WHAT TO WORK ON -
Put each line of the data below into a JSON list of strings, one string per line, skipping any blank lines.

EXTRACTED DATA -

* * * * * * *

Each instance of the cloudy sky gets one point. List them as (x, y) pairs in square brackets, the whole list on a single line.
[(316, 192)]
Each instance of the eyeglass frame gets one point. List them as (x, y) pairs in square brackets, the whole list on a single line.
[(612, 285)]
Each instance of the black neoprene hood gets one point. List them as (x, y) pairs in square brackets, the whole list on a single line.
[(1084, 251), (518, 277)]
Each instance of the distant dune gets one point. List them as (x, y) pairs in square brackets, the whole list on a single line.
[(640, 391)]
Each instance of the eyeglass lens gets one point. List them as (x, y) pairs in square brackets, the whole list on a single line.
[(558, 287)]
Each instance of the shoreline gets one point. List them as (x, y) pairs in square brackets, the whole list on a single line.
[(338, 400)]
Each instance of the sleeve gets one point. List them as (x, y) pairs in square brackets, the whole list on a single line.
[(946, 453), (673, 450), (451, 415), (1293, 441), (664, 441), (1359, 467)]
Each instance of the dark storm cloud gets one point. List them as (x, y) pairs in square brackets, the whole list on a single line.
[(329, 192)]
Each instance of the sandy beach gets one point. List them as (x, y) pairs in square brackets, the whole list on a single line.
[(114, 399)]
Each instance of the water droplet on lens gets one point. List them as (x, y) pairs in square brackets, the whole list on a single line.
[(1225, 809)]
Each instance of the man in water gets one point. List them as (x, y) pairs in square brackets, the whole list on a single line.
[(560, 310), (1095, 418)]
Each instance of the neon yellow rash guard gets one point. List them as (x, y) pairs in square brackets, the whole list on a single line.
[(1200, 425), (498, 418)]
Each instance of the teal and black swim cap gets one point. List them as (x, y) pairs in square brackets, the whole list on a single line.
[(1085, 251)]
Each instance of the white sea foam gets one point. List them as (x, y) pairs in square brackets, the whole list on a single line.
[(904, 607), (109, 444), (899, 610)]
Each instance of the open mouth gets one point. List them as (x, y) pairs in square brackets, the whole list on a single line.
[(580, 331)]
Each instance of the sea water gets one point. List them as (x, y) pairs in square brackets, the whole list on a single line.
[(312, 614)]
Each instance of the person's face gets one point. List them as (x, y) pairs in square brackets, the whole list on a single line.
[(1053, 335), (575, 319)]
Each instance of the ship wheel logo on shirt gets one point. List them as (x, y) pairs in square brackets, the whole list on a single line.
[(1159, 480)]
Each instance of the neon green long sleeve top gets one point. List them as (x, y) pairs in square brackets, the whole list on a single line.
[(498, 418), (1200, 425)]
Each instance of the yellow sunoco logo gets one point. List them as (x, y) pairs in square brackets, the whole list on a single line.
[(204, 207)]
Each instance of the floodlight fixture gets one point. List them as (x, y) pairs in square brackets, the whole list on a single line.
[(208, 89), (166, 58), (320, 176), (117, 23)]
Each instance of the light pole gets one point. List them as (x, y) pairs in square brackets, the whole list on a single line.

* * * * * * *

COMPLETED EXERCISE -
[
  "Each instance of the cloudy sky gets one point. List them as (x, y) pairs in square brackets, the whole list on a single line.",
  "[(316, 192)]",
  "Each instance of the eyeglass frame gets one point. List them as (x, y) pairs in square brackets, the whole list on a single line.",
  "[(612, 285)]",
  "Each instance of the black neoprene hood gets one point. List them as (x, y) pairs in square brackets, the whole list on a single line.",
  "[(1084, 251), (518, 277)]",
  "Each instance of the distant dune gets one point. List them as (x, y) pairs in square brackets, the whole list on a single line.",
  "[(640, 391)]",
  "Each instance of the eyeglass lens gets one point. List them as (x, y) pairs in square brackets, the whole list on a single line.",
  "[(558, 287)]",
  "Each instance of the shoreline gets one point. List them as (x, y) pairs in square brackets, the whole list on a single line.",
  "[(338, 400)]",
  "Each instance of the sleeve gets one point. List them as (x, y) pairs in square brackets, the whole list on a single line.",
  "[(946, 453), (673, 450), (451, 415), (1293, 441), (664, 441), (1359, 467)]",
  "Each instance of the dark storm cloud gets one point. List them as (x, y) pairs in square brackets, the whole list on a single line.",
  "[(329, 192)]",
  "Each instance of the sandy beach gets one point. List them as (x, y) pairs in square brackets, the whole list on a single line.",
  "[(114, 399)]",
  "Each instance of the water droplet on lens gets one point. List them as (x, y) pairs in square brackets, the whole list on a single line.",
  "[(1225, 809)]",
  "Each instance of the man in water gets one point. List them as (x, y) pairs in square brackets, the whole list on a single line.",
  "[(560, 310), (1095, 418)]",
  "Each instance of the neon yellow rash guard gets one point. List them as (x, y) pairs in square brackets, the whole list on a single line.",
  "[(1200, 425), (498, 418)]",
  "Each instance of the teal and black swim cap gets one point. List them as (x, y) pairs in square brackets, the whole list on a single line.",
  "[(1085, 251)]",
  "Each instance of the white sea foam gets one point. List them as (x, y) pairs in square brackets, the whole list on a single line.",
  "[(904, 607), (109, 444), (899, 610)]",
  "Each instance of the open mouth gets one point. List them as (x, y) pairs in square brackets, the whole list on a single line.",
  "[(580, 331)]",
  "Each instance of the sea water gets one point. List them as (x, y) pairs in square brackets, the whole list on a single line.",
  "[(312, 614)]",
  "Each instance of the person's face gets one point. List them as (x, y) pairs in square brackets, the whole list on a single line.",
  "[(1053, 335), (575, 319)]",
  "Each instance of the ship wheel logo on shirt gets one point. List them as (x, y) pairs in square brackets, the whole list on a single line.",
  "[(1159, 480)]",
  "Each instance of the neon green long sleeve top gets one point. List them as (x, y) pairs in square brackets, the whole list on a single line.",
  "[(498, 418), (1200, 425)]",
  "Each instance of the yellow sunoco logo gets one point. List them as (x, y) pairs in square brackets, the whole list on a single line.",
  "[(204, 207)]",
  "Each instance of the floodlight fixture gets one point. List them as (x, y) pairs in square brackets, the whole list on a single line.",
  "[(208, 89), (166, 58), (320, 176), (117, 23)]",
  "Each instance of the light pole gets one point. List them as (x, y) pairs in square brackets, the whole list on a single line."
]